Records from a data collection
____

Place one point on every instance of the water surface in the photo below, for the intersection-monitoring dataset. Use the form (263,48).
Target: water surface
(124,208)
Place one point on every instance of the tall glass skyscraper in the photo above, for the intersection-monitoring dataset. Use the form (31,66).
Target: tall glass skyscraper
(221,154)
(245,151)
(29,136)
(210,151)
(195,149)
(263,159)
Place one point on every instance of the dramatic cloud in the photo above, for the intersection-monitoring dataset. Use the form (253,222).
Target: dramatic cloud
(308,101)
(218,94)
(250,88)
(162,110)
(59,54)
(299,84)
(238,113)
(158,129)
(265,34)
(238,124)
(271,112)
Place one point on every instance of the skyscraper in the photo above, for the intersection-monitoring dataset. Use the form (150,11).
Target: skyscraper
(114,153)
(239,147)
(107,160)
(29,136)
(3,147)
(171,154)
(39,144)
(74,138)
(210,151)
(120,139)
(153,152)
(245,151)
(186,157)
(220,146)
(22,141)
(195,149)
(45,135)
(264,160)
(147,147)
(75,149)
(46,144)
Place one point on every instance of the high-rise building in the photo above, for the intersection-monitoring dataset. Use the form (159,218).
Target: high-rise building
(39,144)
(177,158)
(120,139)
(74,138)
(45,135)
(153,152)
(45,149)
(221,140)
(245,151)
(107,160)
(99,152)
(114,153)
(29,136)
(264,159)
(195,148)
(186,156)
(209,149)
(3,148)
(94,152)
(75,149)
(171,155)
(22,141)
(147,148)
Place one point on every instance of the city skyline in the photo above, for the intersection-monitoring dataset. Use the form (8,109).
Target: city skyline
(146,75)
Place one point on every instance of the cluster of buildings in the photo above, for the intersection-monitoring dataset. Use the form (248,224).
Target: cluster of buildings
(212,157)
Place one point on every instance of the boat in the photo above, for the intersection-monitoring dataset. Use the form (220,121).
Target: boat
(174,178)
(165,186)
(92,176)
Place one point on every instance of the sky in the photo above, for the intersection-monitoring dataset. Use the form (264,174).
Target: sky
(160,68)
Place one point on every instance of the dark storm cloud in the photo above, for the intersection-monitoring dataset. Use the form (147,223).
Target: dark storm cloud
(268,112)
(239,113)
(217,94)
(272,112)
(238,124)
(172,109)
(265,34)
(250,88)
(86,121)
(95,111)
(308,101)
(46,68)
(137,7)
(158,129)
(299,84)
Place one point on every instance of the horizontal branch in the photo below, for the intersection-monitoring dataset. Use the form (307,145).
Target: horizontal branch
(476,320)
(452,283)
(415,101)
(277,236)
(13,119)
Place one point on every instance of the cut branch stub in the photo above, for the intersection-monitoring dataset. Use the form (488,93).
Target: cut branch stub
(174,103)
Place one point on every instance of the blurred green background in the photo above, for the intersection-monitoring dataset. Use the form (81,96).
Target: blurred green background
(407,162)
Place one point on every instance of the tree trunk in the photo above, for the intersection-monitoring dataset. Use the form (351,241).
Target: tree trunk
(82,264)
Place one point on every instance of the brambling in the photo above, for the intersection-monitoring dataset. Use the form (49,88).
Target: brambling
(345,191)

____

Copy every line in the data above that has the string "below" in it.

Answer section:
Place one point on every instance of the water surface in the photo below, for the intersection-monitoring dataset. Use the form (263,48).
Place one point on every instance of the horizontal branch in the photo below, for the intersection-monitoring dataset. Use the form (307,145).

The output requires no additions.